- DIRECTIONS FOR THIS TASK: Revise the entries below by changing every instance of "Object Detection Record" to "Object Detection Entry" and leaving all other text intact.

Raw records

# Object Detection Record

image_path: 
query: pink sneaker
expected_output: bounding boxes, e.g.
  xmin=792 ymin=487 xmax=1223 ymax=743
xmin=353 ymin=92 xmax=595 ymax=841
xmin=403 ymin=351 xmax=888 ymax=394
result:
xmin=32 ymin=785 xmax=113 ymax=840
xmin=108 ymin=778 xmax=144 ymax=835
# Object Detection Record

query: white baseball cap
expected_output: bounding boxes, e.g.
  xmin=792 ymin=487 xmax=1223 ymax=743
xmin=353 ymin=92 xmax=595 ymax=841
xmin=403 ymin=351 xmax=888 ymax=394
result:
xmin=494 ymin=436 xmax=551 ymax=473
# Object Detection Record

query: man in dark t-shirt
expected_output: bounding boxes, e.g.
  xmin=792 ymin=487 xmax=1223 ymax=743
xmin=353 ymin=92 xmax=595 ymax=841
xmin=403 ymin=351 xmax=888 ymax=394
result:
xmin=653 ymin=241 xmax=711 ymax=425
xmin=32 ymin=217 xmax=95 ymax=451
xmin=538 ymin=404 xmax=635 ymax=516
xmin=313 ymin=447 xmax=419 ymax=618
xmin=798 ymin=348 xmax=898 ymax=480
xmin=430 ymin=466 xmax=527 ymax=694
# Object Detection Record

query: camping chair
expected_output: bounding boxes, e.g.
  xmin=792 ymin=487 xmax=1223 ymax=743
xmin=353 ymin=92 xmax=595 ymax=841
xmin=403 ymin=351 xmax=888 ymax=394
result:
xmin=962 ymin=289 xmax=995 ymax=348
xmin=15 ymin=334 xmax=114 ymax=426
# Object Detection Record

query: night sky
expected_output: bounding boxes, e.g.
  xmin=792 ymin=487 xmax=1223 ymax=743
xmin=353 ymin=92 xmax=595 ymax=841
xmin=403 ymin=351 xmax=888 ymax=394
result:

- TASK SOLUTION:
# Object Detection Entry

image_path: 
query: pink sneaker
expected_output: bounding boxes, e.g.
  xmin=792 ymin=487 xmax=1223 ymax=743
xmin=353 ymin=92 xmax=595 ymax=841
xmin=403 ymin=351 xmax=888 ymax=394
result:
xmin=32 ymin=785 xmax=113 ymax=840
xmin=108 ymin=778 xmax=144 ymax=835
# Object Detection Entry

query: white baseball cap
expected_output: bounding boxes, e.g.
  xmin=792 ymin=487 xmax=1223 ymax=743
xmin=353 ymin=92 xmax=595 ymax=841
xmin=403 ymin=351 xmax=888 ymax=394
result:
xmin=494 ymin=436 xmax=551 ymax=473
# Object Detection Entry

query: man in dark t-shirt
expected_output: bounding boxes, e.g.
  xmin=792 ymin=487 xmax=1223 ymax=743
xmin=353 ymin=92 xmax=595 ymax=841
xmin=403 ymin=351 xmax=888 ymax=394
result:
xmin=653 ymin=241 xmax=711 ymax=425
xmin=32 ymin=217 xmax=95 ymax=451
xmin=538 ymin=404 xmax=635 ymax=516
xmin=313 ymin=447 xmax=419 ymax=618
xmin=798 ymin=348 xmax=898 ymax=480
xmin=430 ymin=466 xmax=527 ymax=694
# Object Detection Entry

query: camping chair
expected_output: bounding boxes, e.g.
  xmin=792 ymin=487 xmax=1223 ymax=743
xmin=353 ymin=92 xmax=595 ymax=841
xmin=403 ymin=351 xmax=888 ymax=394
result:
xmin=962 ymin=289 xmax=995 ymax=348
xmin=15 ymin=334 xmax=114 ymax=426
# Object Detection Entry

query: night sky
expected_output: bounding boxes, e.g.
  xmin=792 ymin=487 xmax=1223 ymax=743
xmin=353 ymin=92 xmax=595 ymax=841
xmin=403 ymin=351 xmax=888 ymax=394
result:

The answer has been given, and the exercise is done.